SHORT TASK
Render only the stretch of records from the line containing "Task: indicate one point on every instance of the metal" through the line containing "(1142, 328)", both ends included, as a two-column CSV with the columns text and answer. Use one row per record, quote each field, and replace any line breaks with spaces.

DATA SHOWN
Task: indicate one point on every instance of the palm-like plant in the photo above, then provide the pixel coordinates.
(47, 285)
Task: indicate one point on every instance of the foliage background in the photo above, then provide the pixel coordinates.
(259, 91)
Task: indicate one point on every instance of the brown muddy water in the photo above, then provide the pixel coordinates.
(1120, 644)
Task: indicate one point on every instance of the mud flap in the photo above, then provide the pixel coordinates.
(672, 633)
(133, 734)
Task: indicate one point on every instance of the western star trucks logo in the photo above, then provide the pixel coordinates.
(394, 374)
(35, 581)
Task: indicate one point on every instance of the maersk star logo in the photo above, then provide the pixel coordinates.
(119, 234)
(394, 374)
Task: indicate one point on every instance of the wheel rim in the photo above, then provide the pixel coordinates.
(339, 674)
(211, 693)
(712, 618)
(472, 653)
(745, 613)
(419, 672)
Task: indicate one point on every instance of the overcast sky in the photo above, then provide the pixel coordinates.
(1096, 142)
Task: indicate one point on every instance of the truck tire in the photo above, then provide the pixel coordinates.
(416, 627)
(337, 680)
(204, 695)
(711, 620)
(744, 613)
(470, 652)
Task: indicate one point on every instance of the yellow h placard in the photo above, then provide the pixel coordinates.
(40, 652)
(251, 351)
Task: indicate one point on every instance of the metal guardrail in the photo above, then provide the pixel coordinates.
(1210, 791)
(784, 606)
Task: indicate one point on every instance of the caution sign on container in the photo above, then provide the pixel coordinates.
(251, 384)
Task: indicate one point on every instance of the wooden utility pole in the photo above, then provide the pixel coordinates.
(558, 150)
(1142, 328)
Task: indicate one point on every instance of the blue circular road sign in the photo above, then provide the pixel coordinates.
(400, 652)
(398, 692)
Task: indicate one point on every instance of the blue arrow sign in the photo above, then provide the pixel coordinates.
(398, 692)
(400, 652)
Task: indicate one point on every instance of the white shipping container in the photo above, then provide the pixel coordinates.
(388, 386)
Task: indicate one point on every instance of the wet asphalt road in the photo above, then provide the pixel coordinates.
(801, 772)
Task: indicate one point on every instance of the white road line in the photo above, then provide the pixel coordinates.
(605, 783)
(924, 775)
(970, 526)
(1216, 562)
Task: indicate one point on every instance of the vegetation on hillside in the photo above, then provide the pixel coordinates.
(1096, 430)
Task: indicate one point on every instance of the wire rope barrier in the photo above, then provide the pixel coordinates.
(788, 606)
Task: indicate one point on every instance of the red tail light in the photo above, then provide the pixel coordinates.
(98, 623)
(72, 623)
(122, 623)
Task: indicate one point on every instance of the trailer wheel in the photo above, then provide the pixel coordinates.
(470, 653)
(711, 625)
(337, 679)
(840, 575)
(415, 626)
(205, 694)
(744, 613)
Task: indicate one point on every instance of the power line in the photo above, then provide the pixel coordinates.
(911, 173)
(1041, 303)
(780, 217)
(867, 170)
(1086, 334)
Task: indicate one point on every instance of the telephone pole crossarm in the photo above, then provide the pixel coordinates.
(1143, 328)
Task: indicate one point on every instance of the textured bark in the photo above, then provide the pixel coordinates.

CORRECT ANSWER
text,answer
"Task: indicate one point on every instance of the metal guardrail in the photo above, then provide the pixel coordinates.","(1210, 791) (784, 606)"
"Task: indicate one point on every instance of the caution sign on container in the photo above, then provide the pixel coordinates.","(251, 384)"
"Task: indicate one point on every instance of the wooden utility pole in the photo above, then provide the pixel coordinates.","(558, 150) (1142, 328)"